» **WHAT THE TASK REQUIRES**: In the records below, find the line containing "of the left", then extract that line and all subsequent lines exactly, leaving out everything else.

** BEGIN DATASET ENTRIES **

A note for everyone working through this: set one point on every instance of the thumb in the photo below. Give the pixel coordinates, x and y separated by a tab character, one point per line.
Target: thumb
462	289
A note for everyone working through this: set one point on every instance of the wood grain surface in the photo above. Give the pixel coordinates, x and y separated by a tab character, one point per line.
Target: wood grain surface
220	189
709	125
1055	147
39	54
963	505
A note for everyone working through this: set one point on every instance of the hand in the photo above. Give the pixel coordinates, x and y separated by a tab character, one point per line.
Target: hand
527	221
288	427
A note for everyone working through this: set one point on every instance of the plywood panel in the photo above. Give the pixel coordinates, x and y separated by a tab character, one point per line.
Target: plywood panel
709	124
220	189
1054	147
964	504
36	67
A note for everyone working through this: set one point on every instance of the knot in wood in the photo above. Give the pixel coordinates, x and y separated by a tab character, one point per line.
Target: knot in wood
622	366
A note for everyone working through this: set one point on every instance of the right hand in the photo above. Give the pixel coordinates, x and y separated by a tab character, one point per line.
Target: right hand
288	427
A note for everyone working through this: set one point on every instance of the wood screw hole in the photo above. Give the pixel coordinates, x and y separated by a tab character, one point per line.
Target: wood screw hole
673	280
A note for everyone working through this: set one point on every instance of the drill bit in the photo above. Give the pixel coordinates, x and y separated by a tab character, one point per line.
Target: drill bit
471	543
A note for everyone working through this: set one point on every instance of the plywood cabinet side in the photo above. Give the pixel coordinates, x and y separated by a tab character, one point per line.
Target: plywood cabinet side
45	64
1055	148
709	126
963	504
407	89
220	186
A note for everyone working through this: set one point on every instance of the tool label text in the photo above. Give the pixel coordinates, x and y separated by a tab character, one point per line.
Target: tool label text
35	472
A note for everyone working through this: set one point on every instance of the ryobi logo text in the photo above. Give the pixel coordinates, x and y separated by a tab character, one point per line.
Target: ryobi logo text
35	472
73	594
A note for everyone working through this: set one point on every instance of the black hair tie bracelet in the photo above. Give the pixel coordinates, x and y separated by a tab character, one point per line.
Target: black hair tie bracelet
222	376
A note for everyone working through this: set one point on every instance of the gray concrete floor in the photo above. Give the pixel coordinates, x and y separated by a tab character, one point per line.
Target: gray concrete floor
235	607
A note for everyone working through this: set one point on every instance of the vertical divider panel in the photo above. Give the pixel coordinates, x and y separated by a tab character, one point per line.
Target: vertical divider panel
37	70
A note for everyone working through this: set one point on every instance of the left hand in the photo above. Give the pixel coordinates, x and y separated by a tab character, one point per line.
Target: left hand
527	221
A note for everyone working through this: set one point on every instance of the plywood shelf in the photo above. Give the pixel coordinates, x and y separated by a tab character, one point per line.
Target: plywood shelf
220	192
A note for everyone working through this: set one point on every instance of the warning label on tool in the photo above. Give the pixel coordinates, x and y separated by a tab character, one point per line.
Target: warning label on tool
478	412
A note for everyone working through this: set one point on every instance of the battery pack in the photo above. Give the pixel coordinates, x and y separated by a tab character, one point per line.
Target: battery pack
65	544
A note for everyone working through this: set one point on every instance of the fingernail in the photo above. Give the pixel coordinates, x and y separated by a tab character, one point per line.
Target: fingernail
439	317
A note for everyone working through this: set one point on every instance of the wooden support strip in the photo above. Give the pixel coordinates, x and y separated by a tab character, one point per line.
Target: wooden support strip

** END DATASET ENTRIES **

» **SOLUTION BELOW**:
A note for everyone working through this: set one point on every instance of the left hand in the photo above. Give the pixel coordinates, x and y separated by a tab character, one point per line.
Target: left hand
527	221
A note for everyone working through this: set one point on every instance of the plywood shelf in the photo above. Give the pixel coordinates, x and y separated by a tab character, one point per line.
Target: plywood shelf
220	192
A note for everyone working through this: set one point on every instance of the warning label on tool in the photo above. Give the pixel coordinates, x and y separated by a tab character, one point per line.
Target: warning label on tool
478	412
A note for everyone working through this: set one point on every instance of the battery pack in the photo above. Give the pixel coordinates, x and y separated by a tab character, one point per line.
Target: battery pack
65	544
A note for everyone working through this: set one point on every instance of the fingernail in the photo above. Give the pixel coordinates, x and y separated by a tab character, one point per line.
Target: fingernail
439	317
A note for everyone working through this: set one point on every instance of the wooden support strip in the photo above. Give the pixel coordinates, x and y separated by a tab character, one point per line.
Target: wooden support strip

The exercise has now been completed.